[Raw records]

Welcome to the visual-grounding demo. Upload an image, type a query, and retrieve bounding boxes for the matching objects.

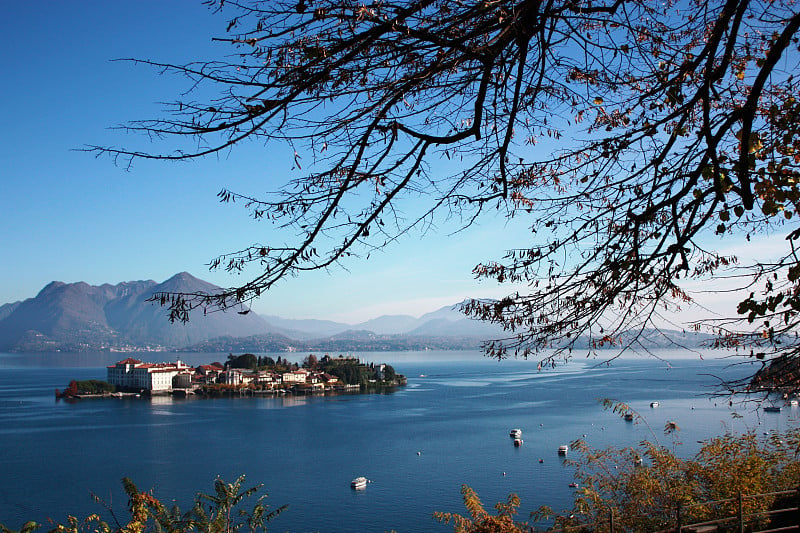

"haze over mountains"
[0,272,501,352]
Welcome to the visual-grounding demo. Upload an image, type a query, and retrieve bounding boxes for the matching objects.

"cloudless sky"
[0,0,776,323]
[0,0,540,323]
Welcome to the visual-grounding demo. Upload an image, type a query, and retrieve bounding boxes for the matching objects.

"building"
[106,357,194,392]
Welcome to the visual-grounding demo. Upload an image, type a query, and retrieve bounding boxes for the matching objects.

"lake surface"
[0,352,800,532]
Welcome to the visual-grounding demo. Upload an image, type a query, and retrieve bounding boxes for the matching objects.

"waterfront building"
[106,357,194,392]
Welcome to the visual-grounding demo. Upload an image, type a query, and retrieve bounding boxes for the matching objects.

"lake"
[0,352,800,532]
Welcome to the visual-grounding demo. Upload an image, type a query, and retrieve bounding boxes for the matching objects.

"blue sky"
[0,0,536,323]
[0,0,780,323]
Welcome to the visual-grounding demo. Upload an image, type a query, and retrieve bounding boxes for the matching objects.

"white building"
[107,357,192,392]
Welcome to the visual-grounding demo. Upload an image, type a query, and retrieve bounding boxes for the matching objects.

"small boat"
[350,476,368,490]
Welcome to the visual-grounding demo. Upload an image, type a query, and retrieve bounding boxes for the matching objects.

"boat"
[350,476,368,490]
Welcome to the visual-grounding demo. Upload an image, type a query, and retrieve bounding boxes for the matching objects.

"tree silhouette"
[91,0,800,382]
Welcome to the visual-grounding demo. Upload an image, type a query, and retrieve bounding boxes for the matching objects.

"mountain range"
[0,272,500,352]
[0,272,708,352]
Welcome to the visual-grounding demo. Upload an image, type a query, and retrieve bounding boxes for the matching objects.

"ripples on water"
[0,352,798,532]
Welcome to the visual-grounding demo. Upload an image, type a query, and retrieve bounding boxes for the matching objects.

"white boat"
[350,476,368,490]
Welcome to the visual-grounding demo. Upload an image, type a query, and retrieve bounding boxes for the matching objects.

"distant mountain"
[264,315,353,339]
[0,272,269,351]
[0,272,711,353]
[0,302,22,320]
[353,315,420,335]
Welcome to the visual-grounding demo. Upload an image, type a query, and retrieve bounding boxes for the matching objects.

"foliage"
[303,353,319,370]
[227,353,258,369]
[95,0,800,386]
[0,475,287,533]
[56,379,117,398]
[436,429,800,532]
[433,485,527,533]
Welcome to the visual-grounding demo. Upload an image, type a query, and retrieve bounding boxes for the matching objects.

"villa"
[106,357,194,393]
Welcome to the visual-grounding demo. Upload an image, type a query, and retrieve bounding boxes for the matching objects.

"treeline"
[56,379,117,398]
[0,426,800,533]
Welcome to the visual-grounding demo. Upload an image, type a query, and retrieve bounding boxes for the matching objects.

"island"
[56,353,407,399]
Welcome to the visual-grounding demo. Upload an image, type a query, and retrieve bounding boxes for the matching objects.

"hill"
[0,272,708,352]
[0,272,269,352]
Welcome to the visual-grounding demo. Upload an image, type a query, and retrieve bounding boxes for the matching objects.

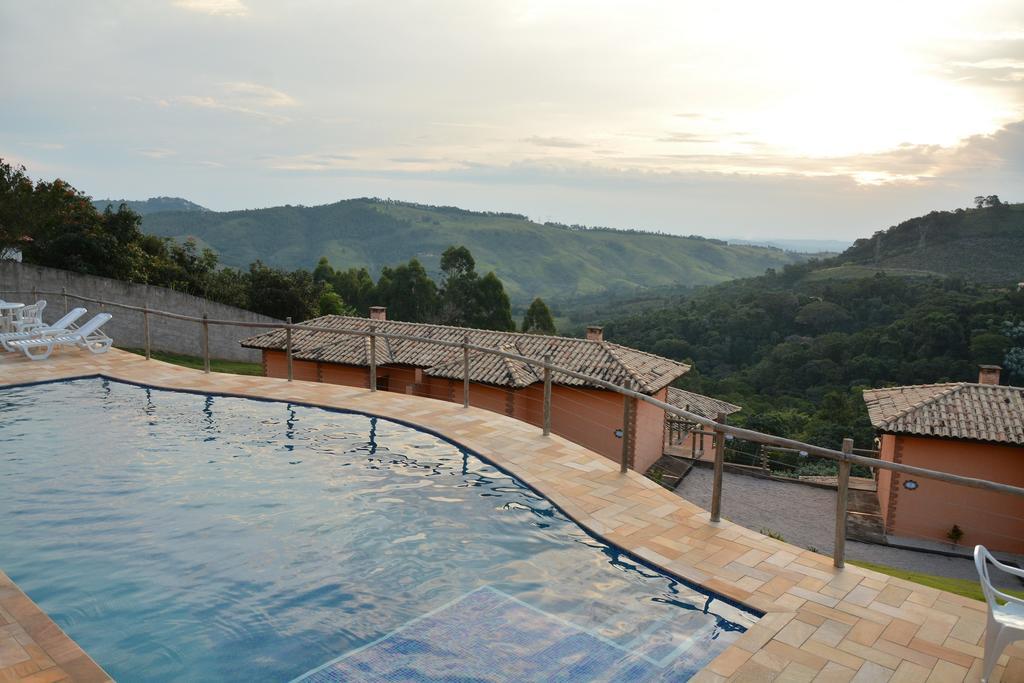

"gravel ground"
[676,467,1021,589]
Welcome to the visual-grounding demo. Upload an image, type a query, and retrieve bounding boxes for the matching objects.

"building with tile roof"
[242,307,690,471]
[665,387,742,461]
[864,366,1024,553]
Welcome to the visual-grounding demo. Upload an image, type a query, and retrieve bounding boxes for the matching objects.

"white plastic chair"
[14,299,46,332]
[974,546,1024,683]
[0,308,85,351]
[5,313,114,360]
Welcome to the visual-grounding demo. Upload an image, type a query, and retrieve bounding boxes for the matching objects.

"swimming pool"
[0,379,753,681]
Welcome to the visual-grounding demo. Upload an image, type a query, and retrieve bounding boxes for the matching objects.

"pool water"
[0,379,754,681]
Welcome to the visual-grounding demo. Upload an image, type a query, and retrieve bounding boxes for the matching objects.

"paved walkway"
[0,350,1024,683]
[676,467,1024,589]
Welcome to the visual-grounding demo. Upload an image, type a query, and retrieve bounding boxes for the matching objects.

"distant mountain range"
[129,199,808,303]
[836,204,1024,283]
[92,197,209,216]
[729,238,853,254]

GOAL :: All of the material above needs to be restated exactly, with no pictures.

PROBLEM SOLUTION ::
Welcome to the visual-grounding demo. Upload an image, type a query, and retrieve bounding boxes for the matching objects.


"haze over mountains"
[0,272,501,352]
Welcome to the visual-grounding demo. Upload an image, type a query, and retrieve bounding boxes for the matching objects.

"cloudless sky"
[0,0,776,323]
[0,0,540,323]
Welcome to the visual-grounding demo. Upload an image, type a query, and retrieve bounding boxes for the matching objects.

"building"
[106,357,194,392]
Welcome to the visual-grounding demo. Upload an image, type a query, and retrieve bounding boxes for the matching objects.

"lake surface"
[0,352,800,532]
Welcome to the visual-grounding demo. Upload an image, type a query, and retrieve bounding boxes for the matching objects.

"waterfront building"
[106,357,194,392]
Welcome to the visual-grounding demo. Upload an image, type a query, and retrieve bounding boxes for the matching objects.

"lake"
[0,352,800,532]
Welcome to the visual-grounding demo. Upload an image, type a query, and retrieve bounding boxes for the matching objects.

"blue sky"
[0,0,536,323]
[0,0,780,323]
Welcome to the visual-grounding demo. Upload an image, type a query, and retrieve bounding boxes for the matching objects.

"white building"
[107,357,192,392]
Welcome to the visual-grounding demo. Upload an image, type a query, and retrieve bounding boxes for the matching objects.

"small boat"
[350,476,368,490]
Welcome to the visual-grounding demo. Upload an image, type a query, and retrieve bounding boxes for the matching objects.

"boat"
[350,476,368,490]
Welcome to the visual-grounding demo. Upload an image, type a query, and retrieve bounding boxes for the matching objects.

"tree silhouette"
[91,0,800,382]
Welcome to the visual-grounding demo. Upload an image, type a query, and retrieve bounding boxes for the matching objects.

"mountain range"
[0,272,500,352]
[0,272,708,352]
Welcome to the visual-grounding demo. Upload an image, type a query, and retrieve bounding boxes for the matching objects.

"ripples on water"
[0,352,798,532]
Welcome to the visual-grounding demo. Upload an image, type a query, and retrieve bounding boxes for the matching objects.

"white boat"
[350,476,368,490]
Welcome to the visual-grounding demo. Upload an image, type a query, and retrieve bounding boxes for the matching objects.

"distant mountain"
[264,315,353,339]
[0,272,269,351]
[0,272,711,353]
[0,302,22,320]
[353,315,420,335]
Welcome to the visual-grounding demo. Upload an image, type a query, and retrieve bounding boxes for the matching objects.

"foliage"
[303,353,319,370]
[227,353,258,369]
[95,0,800,386]
[0,475,287,533]
[56,379,117,398]
[436,429,800,532]
[433,485,527,533]
Welcome to the visual-grounding demo. Upload an image, type a query, and retrieve bounding boxes for the matching objects.

"villa"
[106,357,194,393]
Welcome to the visual-grounding demo. Upload an image, type a query, and retrieve bounding boxes for the matching objects.

"treeline"
[56,379,117,398]
[0,426,800,533]
Welcome to the visual-grounding demo. Upload an image, type a query, and retrieve bounding boxes for the matching objects.

"island"
[56,353,407,399]
Welcome to the visual-grounding demo. Upload an image, type a query, and retrieve bounding boxes for the matching objects.

"hill"
[0,272,708,352]
[0,272,269,352]
Welcome to the visual-grounding demo. Upload an image, type a query, and retrieve bounding boxes for the matching objects.


"gravel ground"
[676,467,1021,589]
Welcome to the visual-grounding demo. Upload an image, type a query, and retrieve bounding boxes for the matching objects.

"building with tile roof"
[242,307,690,471]
[665,387,742,461]
[864,366,1024,553]
Welcome to the visual-grounding demo. Upload an image, type a query, and retrieve bounding boxes for the matching objects.

"white plastic chair"
[14,299,46,332]
[974,546,1024,683]
[0,308,85,351]
[5,313,114,360]
Welcome to the visual-grounding demo. Upload an image, type a query, and retrieve bounding boxes for the matching objects.

"swimming pool"
[0,379,753,681]
Welcome to the visual-grounding demo. Upload an image, type a query, and retrieve bounding boxes for the matching objects.

"pool water"
[0,379,754,681]
Welcome to the visual-grounding demo. Upload an image, type a query, and retrieve bounding boxes for the matching objects.

"paved walkway"
[0,350,1024,683]
[676,467,1024,589]
Welcome to the visual-grounding demo. Upload an image, type a query, and retrieve bounding boxes for the matching objects.

"distant mountain range"
[129,199,808,303]
[836,204,1024,283]
[92,197,209,216]
[729,238,853,254]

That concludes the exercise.